**Exercise instructions**. What lines below include the string "thick"? Pick them out and copy them.

**Data records**.
>>>>>

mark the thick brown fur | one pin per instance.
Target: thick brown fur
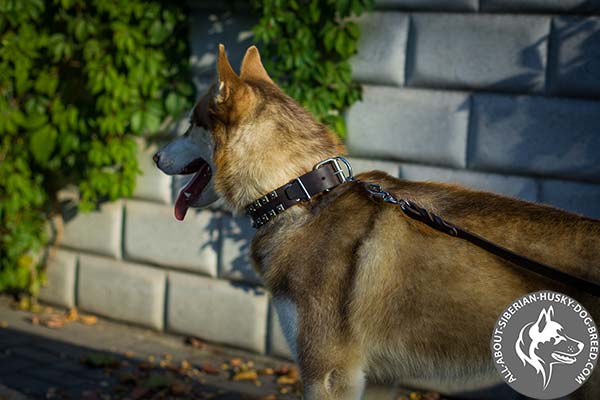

<<<<<
>>>>>

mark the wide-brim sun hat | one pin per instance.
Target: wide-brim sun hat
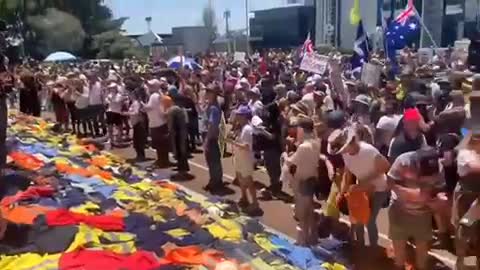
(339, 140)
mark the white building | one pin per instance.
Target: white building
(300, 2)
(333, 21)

<<<<<
>>>>>

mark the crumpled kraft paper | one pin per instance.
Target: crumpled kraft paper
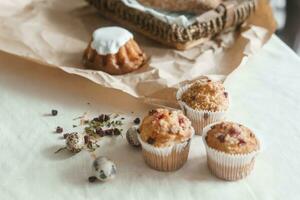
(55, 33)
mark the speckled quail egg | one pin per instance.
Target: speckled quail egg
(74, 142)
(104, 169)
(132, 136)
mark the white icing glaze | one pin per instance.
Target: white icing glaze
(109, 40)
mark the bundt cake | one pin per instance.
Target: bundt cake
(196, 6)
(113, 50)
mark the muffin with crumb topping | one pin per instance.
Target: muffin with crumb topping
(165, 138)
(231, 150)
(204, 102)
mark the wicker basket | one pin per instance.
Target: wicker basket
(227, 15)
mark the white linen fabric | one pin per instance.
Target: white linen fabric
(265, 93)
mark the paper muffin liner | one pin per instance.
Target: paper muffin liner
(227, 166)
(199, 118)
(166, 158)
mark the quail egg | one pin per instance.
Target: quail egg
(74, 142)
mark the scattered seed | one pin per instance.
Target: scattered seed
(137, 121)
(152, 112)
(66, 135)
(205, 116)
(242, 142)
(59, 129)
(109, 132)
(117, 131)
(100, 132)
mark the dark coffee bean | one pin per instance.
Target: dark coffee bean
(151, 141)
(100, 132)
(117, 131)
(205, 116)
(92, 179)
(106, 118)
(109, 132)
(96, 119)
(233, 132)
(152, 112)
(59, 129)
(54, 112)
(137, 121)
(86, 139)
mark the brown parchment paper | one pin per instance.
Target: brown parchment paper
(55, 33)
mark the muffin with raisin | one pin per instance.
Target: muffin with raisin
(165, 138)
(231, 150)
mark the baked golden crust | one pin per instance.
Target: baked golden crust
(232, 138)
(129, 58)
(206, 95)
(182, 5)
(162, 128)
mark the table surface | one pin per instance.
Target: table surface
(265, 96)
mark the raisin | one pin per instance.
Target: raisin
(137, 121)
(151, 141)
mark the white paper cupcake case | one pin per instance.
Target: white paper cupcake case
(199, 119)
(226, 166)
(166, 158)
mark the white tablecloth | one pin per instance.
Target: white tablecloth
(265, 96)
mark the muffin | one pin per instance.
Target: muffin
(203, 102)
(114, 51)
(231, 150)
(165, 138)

<<<<<

**Solution**.
mark the thick brown fur | one pin per instance.
Target: thick brown fur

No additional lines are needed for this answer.